● **PASSAGE TO READ**:
Content starts

- Born: Ellen Pangieran 1847 Bunbury, Western Australia
- Died: January 12, 1877 (aged 29–30)
- Resting place: New Norcia
- Occupation(s): Postmistress and telegraphist
- Children: 1

= Mary Ellen Cuper =

Australian telegraphist

Mary Ellen Cuper (c. 1847 – January 12, 1877) was an Australian telegraphist and postmistress. She was born as Ellen Pangieran in Western Australia and was sent to New Norcia for education after her father deserted the family. She first married at age 15, but her first husband died shortly afterwards; she later married Benedict Cuper. Cuper was trained as a telegraphist by Rosendo Salvado and became the first postmistress of New Norcia. In addition, she trained Sarah Ninak as a telegraphist, who took over as the New Norcia postmistress temporarily. Cuper died at age 30, due to tuberculosis.

== Early life ==
Cuper was born in 1847 in Bunbury, Western Australia, as Ellen Pangieran. Her father, William Ramsey, was a European, while her mother, Yanjipp, was aboriginal to Australia. Her father deserted the family while Cuper was still a child. Because the government did not think that Yanjipp would be able to raise her child herself, Cuper was stolen from her mother like thousands of other indigenous children and sent to the Benedictine mission at New Norcia, in 1862, where she was educated. On 8 December 1862, she married Peter Nhawer, when she was 15 years old. However, Nhawer died shortly after, and on 6 April 1863, she remarried to Benedict Cuper, a farmer and cricket player. Benedict's father was from England, and his mother was aboriginal to Australia; Benedict had been married once before. The two of them had a child who died while still an infant.

== Career ==
Rosendo Salvado trained Cuper as a telegraphist, so that she could work full-time on a telegraph line, teaching her morse code in August 1873. The line began at a post office of Victoria Plains, which opened in April 1857, and stretched to Geraldton. In May 1873, the postmaster position at the post office was suddenly vacant. James Fleming, the superintendent of telegraphs, said that Salvado had a female aboriginal who could read and write well and was knowledgeable with telegraph coding, who was applying for the job. However, Fleming believed that Cuper would be an inconstant worker and thought "it will be necessary to appoint someone to whom the quarters and a small salary will suffice."

Content ends

● **INFORMATION SUPPLIED**:
Content starts

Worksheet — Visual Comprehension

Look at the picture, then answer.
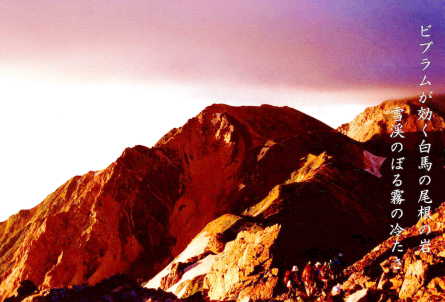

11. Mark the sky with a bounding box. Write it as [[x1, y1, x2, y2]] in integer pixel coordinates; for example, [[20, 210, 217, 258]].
[[0, 0, 445, 220]]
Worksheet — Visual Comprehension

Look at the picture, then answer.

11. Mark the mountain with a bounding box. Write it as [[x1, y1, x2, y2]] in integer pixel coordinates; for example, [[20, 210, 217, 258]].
[[0, 99, 445, 301]]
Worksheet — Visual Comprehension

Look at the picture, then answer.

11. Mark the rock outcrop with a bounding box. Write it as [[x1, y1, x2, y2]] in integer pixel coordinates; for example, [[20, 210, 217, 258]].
[[0, 100, 445, 301], [0, 105, 380, 297]]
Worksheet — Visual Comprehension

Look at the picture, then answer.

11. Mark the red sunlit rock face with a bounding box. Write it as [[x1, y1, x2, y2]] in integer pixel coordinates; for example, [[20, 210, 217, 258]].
[[0, 98, 443, 300]]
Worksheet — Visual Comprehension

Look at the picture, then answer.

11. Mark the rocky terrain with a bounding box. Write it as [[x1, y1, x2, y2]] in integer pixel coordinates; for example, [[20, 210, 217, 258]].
[[0, 98, 445, 302]]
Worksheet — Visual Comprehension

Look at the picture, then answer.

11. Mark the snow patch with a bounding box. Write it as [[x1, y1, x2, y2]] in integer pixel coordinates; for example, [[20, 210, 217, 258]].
[[167, 255, 216, 298], [144, 232, 210, 288]]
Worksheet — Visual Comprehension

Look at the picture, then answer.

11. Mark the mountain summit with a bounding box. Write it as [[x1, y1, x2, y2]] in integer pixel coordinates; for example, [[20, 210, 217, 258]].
[[0, 99, 443, 301]]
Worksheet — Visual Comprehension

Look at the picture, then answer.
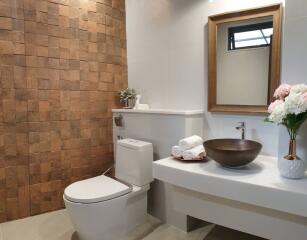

Content ends

● **PROBLEM DESCRIPTION**:
Translate this sentence from the Mary Ellen Cuper article into Spanish: "Her father deserted the family while Cuper was still a child." The items have no connection to the Mary Ellen Cuper article.

● **FINAL ANSWER**:
Su padre abandonó a la familia cuando Cuper todavía era una niña.